*** Begin section ***
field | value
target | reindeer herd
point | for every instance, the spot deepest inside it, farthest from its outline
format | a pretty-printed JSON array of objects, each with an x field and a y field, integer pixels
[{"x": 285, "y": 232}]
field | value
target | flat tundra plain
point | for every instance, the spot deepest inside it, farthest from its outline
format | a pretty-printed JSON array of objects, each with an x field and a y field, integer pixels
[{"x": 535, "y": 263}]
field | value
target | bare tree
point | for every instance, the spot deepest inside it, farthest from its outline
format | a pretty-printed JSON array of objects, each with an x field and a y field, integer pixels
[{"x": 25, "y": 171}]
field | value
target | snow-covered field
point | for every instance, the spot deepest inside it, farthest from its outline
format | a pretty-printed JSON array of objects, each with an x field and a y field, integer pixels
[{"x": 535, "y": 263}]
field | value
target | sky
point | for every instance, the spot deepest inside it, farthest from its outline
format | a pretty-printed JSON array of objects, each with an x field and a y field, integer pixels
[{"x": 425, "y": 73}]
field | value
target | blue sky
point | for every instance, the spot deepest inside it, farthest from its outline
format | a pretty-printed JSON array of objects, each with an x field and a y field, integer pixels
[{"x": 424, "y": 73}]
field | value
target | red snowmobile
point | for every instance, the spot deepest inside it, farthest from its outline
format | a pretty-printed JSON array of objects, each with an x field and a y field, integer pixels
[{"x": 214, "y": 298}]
*** End section ***
PROBLEM TO SOLVE - Return all of the above records exactly, leaving no line out.

SOLUTION FOR THIS TASK -
field | value
target | reindeer herd
point | for every instance, the spot deepest inside it, farthest from its outline
format | a pretty-printed JSON array of objects, each with an x field and a y field, integer pixels
[{"x": 285, "y": 232}]
field | value
target | flat tundra plain
point | for every instance, the spot deepest inside it, farthest from its outline
format | a pretty-printed JSON array of objects, each with an x field and a y field, integer pixels
[{"x": 535, "y": 263}]
field | value
target | bare tree
point | for every instance, the spot deepest inside it, farthest from its outline
format | a pretty-printed JSON array of objects, each with an x field and a y field, integer pixels
[{"x": 25, "y": 171}]
field | value
target | snow-covered field
point | for every instance, the spot deepest inside it, farthest from its outline
format | a pretty-printed JSON array of objects, each with an x field and a y field, integer pixels
[{"x": 535, "y": 263}]
field | value
target | sky
point | for every instance, the spot deepest inside it, farthest from its outline
format | a pretty-printed JSON array of objects, each with an x field and a y field, integer pixels
[{"x": 425, "y": 73}]
field | value
target | blue sky
point | for every instance, the spot deepest inside it, farthest from its outline
format | a pretty-printed JSON array of objects, each with an x field and a y field, integer pixels
[{"x": 424, "y": 73}]
field | value
target | red snowmobile
point | for every instance, the spot deepest inside it, farthest from its outline
format | a pretty-printed JSON array of objects, each with an x field and a y field, integer pixels
[{"x": 214, "y": 298}]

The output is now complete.